◆ EXERCISE DIRECTIONS
Repeat all of the entries, please, keeping each line exact.
(RECORDS PROVIDED begins)
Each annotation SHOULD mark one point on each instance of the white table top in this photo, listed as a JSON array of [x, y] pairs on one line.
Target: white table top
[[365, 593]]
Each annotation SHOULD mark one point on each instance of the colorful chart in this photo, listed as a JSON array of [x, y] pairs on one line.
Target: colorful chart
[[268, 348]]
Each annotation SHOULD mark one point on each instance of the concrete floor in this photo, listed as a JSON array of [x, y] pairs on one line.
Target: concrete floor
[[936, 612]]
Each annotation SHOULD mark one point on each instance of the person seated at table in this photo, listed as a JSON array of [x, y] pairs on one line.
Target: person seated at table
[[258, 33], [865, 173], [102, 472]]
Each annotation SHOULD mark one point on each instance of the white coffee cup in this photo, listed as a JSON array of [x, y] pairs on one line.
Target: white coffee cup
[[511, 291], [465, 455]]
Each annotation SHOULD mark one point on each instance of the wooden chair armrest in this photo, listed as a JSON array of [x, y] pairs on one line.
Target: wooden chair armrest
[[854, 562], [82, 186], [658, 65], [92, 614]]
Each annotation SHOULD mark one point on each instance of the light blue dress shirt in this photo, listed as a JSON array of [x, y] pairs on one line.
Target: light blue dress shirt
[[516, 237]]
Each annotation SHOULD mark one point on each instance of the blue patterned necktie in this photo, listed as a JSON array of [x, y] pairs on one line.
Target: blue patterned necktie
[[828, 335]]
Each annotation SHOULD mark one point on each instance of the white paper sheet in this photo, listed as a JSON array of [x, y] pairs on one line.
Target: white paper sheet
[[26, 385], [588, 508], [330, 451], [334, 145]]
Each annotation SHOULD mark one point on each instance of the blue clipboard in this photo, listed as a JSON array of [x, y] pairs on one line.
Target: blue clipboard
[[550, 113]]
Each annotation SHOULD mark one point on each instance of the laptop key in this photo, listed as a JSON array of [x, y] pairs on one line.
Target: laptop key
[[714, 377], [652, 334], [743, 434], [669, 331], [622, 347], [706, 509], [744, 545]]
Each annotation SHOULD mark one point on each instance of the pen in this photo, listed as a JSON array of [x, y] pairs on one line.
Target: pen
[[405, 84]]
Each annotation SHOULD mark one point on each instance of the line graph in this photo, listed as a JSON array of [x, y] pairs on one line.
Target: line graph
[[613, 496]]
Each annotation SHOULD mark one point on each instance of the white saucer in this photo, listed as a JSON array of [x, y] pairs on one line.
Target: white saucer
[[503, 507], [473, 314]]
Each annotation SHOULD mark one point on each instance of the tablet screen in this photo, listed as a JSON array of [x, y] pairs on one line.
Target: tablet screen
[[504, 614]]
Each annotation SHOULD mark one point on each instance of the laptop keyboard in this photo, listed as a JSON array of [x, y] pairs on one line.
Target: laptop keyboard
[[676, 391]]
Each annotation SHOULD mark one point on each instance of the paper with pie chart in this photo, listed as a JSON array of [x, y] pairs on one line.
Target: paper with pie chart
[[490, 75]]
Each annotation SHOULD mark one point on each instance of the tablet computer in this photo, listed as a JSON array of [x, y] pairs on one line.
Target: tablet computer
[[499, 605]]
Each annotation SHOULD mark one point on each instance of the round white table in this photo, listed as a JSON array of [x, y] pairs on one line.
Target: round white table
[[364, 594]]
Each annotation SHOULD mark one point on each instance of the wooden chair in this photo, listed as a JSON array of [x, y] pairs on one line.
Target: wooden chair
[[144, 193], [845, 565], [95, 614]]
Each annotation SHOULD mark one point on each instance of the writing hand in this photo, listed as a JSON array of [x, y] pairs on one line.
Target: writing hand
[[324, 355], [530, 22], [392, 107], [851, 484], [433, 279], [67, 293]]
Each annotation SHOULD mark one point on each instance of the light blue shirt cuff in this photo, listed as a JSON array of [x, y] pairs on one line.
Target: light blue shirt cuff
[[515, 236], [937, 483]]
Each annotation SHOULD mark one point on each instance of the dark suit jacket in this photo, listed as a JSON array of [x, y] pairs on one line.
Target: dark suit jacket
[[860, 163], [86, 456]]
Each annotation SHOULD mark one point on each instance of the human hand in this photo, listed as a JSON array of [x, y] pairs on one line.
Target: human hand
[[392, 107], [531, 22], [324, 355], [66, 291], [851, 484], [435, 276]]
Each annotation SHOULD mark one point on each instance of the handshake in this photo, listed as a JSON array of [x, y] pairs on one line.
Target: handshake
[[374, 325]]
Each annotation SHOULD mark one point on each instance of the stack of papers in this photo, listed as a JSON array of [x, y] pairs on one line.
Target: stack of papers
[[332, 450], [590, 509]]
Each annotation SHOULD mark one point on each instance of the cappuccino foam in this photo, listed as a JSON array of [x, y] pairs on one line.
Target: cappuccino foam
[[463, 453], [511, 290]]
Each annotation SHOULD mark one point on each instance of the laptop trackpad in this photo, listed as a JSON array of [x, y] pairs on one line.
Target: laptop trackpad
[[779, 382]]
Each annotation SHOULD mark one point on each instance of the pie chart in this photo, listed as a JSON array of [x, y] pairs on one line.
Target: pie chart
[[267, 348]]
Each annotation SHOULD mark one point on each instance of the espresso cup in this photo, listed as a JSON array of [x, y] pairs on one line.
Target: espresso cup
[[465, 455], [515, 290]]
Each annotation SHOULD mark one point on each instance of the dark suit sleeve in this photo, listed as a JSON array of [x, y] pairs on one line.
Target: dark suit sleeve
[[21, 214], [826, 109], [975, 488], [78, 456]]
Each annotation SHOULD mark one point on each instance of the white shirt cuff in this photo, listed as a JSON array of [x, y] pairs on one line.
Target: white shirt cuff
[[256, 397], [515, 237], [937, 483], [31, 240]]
(RECORDS PROVIDED ends)
◆ SOLUTION TO THIS PROBLEM
Each annotation SHOULD mark one point on each instance of the white table top in this photo, listed as a JSON array of [x, y] pairs on one line.
Target: white table top
[[365, 593]]
Each annotation SHOULD mark one point on each instance of the colorful chart in this photo, listed as a JSON array of [x, y] pairs on one line.
Target: colorful chart
[[268, 348]]
Each annotation SHOULD mark one point on each instance of the concrete floor in this photo, listed as a JSON array of [x, y] pairs on one line.
Target: concrete floor
[[936, 612]]
Each annotation SHOULD mark one point on each instance of the person seated at table in this photo, listed as a JSON array of [x, y] pairs on one line.
Target: person seated at table
[[258, 33], [865, 173], [102, 472]]
Each annotation SHOULD mark one point on each instance of the white coffee cup in this photo, listed as a JSON array of [x, y] pairs on one line.
Target: white coffee cup
[[511, 291], [465, 455]]
Each annotation SHOULD mark one point on each instance of the wooden chair armrest in this photo, listed as a JSON array of [x, y] pairs on one line.
Target: wooden chair armrest
[[854, 562], [82, 186], [658, 65], [92, 614]]
Each annotation SHOULD mark one point on each instance of the light blue dress shirt in this photo, listed as a JSON array of [x, y] pairs on one line.
Target: light blue dress shirt
[[516, 237]]
Each annotation SHOULD mark one point on each instance of the blue patterned necktie in this photo, listed as a JSON array of [x, y] pairs on one line.
Target: blue patterned necktie
[[828, 335]]
Each annotation SHOULD mark one point on each instance of the white paper sheet in this photo, listed as a JSON array of [x, y] pairs on one line.
Target: white paper sheet
[[26, 385], [588, 508], [330, 451], [334, 145]]
Each annotation SHOULD mark one point on each instance of the blue clipboard in this photo, listed as a JSON array of [x, y] pairs on one line.
Target: blue clipboard
[[550, 113]]
Each annotation SHOULD mark one point on each instance of the laptop key in this photo, listed as a JSON array of [x, y] pairs on one line.
Target: laptop key
[[714, 377], [652, 334], [743, 434], [669, 331], [622, 347], [706, 509], [744, 545]]
Each annotation SHOULD mark one point on each instance of the pen in this photo, listed as a JSON array of [x, y] pairs on one line.
Target: pen
[[405, 84]]
Each annotation SHOULD mark one point on each instance of the line graph in this photo, listed as a JSON array of [x, y] pairs on one line.
Target: line graph
[[613, 496]]
Each annotation SHOULD mark one point on each instance of the white saucer in this photo, listed as a JSON array of [x, y] pairs on one line.
Target: white saucer
[[503, 507], [473, 314]]
Each annotation SHOULD mark one point on each instance of the tablet screen in this photo, listed as a JSON array of [x, y] pairs on one line.
Target: tablet screen
[[504, 614]]
Each annotation SHOULD mark one point on each instance of the laptop keyboard in this photo, listed as a JSON array of [x, y] pairs on one line.
Target: laptop keyboard
[[676, 391]]
Each annotation SHOULD mark one point on each instance of the paper with pie chart in this photo, listed as a JSON array of [x, y] pairs on one line.
Target: paper with pie chart
[[490, 75]]
Each annotation SHOULD mark one point on each instance of the tablet computer in this photo, listed as a JSON array of [x, y] pairs on one line.
Target: tablet computer
[[499, 605]]
Each annotation SHOULD mark one point on each instance of the round white table in this photo, listed as a JSON array of [x, y] pairs on one line.
Target: round white table
[[364, 594]]
Each annotation SHOULD mark one point on each instance of the wooden chair in this photo, listed as a JSON array of [x, y] pairs on one line.
Target: wooden chair
[[144, 193], [845, 565], [95, 614]]
Each annotation SHOULD mark one point on each instance of the writing hand in this photo, listed as a JSON array of [x, y] pairs on one line.
Target: writing hand
[[324, 355], [530, 22], [392, 107], [851, 484], [433, 279], [67, 293]]
Each annotation SHOULD mark one point on each instance of the light blue shirt cuff in this photo, listed as a JSON array of [x, y] pairs on one line.
Target: light blue shirt cuff
[[515, 236], [937, 483]]
Each annotation SHOULD mark one point on each instance of the dark suit jacket in this photo, listed as a JSON array of [x, y] pairs on one line.
Target: dark suit jacket
[[860, 163], [86, 456]]
Each annotation SHOULD mark one point on each instance of the human hand in this photo, listed as a JSON array of [x, y] pairs on one line.
Target: human hand
[[392, 107], [531, 22], [324, 355], [66, 291], [851, 484], [435, 276]]
Each annotation SHOULD mark one point on each instance of the handshake in this photo, listed as a JSON array of [x, y] pairs on one line.
Target: handshake
[[374, 325]]
Each annotation SHOULD mark one point on each instance of the stack of papers in this photo, listed as a JSON array of [x, y] pairs on one line.
Target: stack of papers
[[332, 450], [590, 509]]
Each annotation SHOULD mark one point on each instance of the cappuccino foam in this photo, listed as a JSON array of [x, y] pairs on one line.
Target: cappuccino foam
[[463, 453], [511, 290]]
Each annotation SHOULD mark one point on each instance of the laptop trackpad in this photo, listed as a JSON array of [x, y] pairs on one line.
Target: laptop trackpad
[[779, 382]]
Each annotation SHOULD mark one point on each instance of the pie chart in this photo, listed as a JSON array of [x, y] pairs on one line.
Target: pie chart
[[267, 348]]
Each annotation SHOULD mark one point on each instance of the espresso cup in this photo, listed as a JSON array of [x, y] pairs on one line.
Target: espresso cup
[[465, 455], [515, 290]]
Each annotation SHOULD mark one point on each instance of the dark suit sleeve in this photo, listed as a JSON array of [x, y] pairs on one line.
Target: dark suit sleeve
[[21, 214], [826, 109], [975, 488], [78, 456]]
Each annotation SHOULD mark one point on each instance of the white shirt cuff in this photo, listed as a JSON array of [x, y] pairs on one line.
Target: white shirt cuff
[[256, 397], [515, 237], [937, 483], [31, 240]]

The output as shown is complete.